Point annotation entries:
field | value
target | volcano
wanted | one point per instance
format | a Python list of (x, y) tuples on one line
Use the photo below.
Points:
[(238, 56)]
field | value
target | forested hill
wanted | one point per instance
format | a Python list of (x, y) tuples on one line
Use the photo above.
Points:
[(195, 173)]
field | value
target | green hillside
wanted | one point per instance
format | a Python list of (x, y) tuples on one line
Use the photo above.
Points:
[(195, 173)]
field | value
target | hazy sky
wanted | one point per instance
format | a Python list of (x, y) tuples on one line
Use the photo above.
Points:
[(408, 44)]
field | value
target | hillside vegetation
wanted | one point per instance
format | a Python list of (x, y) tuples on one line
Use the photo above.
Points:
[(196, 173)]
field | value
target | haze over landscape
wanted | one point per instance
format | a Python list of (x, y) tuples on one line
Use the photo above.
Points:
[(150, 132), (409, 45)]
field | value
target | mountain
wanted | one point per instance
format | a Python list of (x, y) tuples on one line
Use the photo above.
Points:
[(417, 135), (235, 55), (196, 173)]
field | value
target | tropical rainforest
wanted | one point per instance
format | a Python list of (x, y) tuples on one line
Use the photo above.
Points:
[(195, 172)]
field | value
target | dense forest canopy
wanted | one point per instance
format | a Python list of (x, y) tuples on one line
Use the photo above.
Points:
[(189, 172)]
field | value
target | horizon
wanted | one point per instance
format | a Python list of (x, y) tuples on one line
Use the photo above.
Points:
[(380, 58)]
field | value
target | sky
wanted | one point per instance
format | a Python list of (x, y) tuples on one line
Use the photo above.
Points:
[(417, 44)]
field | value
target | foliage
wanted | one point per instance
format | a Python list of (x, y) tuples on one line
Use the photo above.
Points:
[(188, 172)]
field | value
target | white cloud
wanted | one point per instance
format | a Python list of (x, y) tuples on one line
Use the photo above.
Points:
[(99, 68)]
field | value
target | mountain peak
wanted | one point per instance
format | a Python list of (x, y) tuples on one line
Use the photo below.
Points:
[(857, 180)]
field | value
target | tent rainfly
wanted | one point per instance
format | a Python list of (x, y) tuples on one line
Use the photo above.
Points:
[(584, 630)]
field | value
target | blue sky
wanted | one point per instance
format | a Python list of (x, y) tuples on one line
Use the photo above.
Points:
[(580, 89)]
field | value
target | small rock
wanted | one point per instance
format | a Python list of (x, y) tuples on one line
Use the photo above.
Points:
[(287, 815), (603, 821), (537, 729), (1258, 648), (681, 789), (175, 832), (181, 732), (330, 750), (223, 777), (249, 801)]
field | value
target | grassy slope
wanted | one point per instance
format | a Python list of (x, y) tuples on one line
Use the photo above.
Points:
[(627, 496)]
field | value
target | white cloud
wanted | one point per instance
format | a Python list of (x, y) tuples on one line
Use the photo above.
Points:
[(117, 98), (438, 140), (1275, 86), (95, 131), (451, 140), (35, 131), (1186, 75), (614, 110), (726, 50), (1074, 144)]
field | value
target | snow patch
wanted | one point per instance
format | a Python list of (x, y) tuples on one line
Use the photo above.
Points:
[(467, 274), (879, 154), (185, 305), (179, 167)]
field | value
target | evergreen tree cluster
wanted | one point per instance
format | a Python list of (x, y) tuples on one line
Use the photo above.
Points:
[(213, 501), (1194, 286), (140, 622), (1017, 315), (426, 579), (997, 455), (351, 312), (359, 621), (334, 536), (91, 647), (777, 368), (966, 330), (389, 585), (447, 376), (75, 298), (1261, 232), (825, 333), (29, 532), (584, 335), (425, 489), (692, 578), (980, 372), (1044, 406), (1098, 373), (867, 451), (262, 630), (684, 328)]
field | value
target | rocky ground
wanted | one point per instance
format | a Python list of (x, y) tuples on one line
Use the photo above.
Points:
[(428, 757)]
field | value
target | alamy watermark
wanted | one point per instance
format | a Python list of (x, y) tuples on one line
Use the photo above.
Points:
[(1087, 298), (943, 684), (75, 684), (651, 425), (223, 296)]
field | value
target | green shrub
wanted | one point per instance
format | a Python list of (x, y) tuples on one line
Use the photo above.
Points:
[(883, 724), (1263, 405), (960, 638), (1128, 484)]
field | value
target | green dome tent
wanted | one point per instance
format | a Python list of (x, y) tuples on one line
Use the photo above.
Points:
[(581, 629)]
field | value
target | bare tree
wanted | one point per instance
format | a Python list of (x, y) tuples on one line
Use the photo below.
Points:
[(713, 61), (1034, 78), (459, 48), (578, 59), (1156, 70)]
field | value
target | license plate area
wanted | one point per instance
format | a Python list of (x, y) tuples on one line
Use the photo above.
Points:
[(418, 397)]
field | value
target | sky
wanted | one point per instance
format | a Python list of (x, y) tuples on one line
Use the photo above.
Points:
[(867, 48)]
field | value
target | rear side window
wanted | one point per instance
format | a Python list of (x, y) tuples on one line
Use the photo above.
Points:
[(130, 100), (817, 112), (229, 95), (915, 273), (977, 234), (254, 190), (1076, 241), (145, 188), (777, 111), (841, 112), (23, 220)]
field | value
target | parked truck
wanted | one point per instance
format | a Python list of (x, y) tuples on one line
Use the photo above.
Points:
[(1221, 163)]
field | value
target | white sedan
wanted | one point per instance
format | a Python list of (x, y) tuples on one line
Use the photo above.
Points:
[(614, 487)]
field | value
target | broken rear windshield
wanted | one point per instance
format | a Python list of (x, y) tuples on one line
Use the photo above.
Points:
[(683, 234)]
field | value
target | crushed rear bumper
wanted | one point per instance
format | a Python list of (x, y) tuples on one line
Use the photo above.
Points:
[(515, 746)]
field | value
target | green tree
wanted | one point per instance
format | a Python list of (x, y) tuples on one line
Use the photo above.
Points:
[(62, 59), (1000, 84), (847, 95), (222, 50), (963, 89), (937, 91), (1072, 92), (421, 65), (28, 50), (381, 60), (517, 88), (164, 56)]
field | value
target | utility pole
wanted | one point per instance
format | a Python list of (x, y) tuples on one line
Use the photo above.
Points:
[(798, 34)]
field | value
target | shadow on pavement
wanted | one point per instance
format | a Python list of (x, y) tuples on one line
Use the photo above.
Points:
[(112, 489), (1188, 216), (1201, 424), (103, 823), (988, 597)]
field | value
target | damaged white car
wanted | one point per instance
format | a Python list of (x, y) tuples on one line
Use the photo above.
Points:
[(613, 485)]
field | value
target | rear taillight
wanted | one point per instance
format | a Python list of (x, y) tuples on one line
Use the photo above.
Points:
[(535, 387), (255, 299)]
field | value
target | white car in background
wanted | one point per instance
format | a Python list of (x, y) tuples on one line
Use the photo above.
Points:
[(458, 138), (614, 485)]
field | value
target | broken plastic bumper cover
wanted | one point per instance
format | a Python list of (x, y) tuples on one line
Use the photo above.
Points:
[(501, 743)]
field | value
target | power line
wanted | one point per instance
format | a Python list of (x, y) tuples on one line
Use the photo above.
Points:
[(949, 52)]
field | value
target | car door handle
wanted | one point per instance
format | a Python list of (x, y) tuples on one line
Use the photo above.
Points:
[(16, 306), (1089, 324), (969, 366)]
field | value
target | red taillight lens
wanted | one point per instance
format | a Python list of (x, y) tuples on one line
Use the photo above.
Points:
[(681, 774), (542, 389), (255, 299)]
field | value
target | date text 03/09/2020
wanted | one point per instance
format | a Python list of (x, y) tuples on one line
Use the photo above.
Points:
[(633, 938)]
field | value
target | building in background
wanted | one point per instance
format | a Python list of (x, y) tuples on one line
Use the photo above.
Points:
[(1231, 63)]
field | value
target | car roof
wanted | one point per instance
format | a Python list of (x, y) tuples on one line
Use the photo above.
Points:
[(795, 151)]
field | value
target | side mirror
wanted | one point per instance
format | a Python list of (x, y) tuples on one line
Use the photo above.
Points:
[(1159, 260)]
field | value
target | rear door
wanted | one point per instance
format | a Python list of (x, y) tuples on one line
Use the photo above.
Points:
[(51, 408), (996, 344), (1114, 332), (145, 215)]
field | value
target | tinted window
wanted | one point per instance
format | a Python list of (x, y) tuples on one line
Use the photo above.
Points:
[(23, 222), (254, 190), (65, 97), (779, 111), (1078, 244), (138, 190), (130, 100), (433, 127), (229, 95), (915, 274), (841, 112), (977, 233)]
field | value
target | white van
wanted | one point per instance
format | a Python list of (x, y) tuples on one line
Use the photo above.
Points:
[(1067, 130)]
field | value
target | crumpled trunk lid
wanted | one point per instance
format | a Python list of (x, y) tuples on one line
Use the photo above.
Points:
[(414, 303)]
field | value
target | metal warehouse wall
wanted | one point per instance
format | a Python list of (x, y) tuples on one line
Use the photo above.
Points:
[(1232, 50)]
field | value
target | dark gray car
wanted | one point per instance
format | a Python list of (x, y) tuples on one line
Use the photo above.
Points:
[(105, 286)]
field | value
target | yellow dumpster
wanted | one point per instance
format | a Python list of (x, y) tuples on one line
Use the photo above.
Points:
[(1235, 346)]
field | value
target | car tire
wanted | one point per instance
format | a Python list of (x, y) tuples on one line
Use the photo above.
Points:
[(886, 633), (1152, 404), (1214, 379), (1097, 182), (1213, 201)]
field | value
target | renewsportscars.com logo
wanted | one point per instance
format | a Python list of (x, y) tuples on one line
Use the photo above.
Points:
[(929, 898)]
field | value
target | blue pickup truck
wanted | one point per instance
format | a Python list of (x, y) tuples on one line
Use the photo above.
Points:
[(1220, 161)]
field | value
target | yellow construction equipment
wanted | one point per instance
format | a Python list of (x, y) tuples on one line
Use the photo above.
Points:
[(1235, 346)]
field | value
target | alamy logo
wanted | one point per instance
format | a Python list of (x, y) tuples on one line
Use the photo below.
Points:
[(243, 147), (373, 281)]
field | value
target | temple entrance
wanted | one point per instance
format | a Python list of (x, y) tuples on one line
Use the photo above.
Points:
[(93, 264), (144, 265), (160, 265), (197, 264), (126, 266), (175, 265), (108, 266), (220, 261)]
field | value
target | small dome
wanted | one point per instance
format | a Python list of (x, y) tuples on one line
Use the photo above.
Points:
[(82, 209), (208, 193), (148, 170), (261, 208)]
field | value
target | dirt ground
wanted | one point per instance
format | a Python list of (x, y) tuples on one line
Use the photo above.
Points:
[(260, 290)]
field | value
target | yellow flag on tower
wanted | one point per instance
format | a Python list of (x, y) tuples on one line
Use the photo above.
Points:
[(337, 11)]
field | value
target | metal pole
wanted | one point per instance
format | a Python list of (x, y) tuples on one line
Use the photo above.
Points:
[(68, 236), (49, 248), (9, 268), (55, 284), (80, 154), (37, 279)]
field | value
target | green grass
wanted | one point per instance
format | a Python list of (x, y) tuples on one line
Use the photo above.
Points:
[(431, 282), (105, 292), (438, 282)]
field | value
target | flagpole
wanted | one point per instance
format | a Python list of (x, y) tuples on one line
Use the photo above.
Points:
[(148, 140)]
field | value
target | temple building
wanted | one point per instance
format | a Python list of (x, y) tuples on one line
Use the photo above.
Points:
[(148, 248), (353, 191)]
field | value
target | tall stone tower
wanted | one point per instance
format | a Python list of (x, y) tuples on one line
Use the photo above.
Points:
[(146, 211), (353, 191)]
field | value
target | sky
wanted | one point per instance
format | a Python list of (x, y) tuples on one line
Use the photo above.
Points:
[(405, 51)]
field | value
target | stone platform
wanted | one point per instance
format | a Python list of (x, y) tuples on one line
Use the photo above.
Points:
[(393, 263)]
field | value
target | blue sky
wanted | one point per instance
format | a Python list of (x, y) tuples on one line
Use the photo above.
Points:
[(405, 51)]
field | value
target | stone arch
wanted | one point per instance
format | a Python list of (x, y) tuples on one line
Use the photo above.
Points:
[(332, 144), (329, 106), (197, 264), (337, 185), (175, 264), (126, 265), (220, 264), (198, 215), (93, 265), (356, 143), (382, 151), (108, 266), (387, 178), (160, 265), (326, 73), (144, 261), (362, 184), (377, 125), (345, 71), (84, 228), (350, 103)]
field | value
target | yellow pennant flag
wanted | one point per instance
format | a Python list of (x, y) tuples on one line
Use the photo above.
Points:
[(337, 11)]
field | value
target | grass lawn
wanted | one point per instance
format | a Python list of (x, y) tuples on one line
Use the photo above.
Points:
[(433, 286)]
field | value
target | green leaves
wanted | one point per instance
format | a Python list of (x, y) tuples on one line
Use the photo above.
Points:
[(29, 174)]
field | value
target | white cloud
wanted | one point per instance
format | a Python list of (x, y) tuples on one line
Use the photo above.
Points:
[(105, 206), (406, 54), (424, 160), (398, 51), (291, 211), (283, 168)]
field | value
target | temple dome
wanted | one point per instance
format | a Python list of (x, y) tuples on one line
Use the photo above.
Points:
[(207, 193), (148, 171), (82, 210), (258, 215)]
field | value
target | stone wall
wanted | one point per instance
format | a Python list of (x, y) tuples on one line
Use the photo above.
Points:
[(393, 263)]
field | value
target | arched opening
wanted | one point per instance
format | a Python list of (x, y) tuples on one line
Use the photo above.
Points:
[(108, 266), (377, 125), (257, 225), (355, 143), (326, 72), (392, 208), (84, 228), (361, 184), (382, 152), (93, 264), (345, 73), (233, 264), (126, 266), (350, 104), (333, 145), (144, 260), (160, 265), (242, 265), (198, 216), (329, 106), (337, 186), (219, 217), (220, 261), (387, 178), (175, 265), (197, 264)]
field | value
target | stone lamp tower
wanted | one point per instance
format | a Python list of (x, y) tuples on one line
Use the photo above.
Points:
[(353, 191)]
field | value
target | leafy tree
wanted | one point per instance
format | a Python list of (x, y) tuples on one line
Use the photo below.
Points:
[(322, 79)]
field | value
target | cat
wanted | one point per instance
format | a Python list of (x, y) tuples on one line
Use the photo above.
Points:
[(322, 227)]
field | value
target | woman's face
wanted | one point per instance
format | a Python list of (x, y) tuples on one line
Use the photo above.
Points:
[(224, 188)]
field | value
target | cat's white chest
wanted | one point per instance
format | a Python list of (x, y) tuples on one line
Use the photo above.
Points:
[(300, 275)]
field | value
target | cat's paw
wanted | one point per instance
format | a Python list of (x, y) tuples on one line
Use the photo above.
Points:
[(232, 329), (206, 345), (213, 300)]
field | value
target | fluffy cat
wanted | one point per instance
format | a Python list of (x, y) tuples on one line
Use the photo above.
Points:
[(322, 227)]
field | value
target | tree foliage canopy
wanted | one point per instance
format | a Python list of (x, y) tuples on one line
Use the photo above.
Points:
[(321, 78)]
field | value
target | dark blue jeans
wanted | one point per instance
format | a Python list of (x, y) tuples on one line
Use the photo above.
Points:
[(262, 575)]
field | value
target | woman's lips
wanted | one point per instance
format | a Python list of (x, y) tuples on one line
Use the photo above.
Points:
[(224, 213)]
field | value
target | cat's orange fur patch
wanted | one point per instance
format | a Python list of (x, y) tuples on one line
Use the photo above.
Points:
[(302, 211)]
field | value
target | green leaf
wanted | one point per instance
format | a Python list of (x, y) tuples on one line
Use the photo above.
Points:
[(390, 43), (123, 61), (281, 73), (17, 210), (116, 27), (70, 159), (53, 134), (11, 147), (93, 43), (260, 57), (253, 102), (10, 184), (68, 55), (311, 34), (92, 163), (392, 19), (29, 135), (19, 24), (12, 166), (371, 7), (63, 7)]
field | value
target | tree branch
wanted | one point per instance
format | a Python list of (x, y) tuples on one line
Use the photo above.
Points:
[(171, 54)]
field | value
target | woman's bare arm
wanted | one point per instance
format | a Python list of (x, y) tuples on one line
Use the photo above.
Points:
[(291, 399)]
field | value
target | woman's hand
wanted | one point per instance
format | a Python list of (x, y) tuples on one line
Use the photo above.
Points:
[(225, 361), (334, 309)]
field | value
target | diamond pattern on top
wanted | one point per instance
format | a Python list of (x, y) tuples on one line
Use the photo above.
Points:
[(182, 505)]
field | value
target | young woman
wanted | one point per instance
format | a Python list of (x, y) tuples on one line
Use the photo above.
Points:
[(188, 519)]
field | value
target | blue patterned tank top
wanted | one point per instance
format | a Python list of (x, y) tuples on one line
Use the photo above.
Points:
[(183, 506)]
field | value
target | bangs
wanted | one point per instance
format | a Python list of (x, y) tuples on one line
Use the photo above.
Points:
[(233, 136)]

* **What the task asks**: Select each line of the entries above that contains the word "taillight" and copy those lines.

* **Full response**:
target | rear taillight
target | red taillight lens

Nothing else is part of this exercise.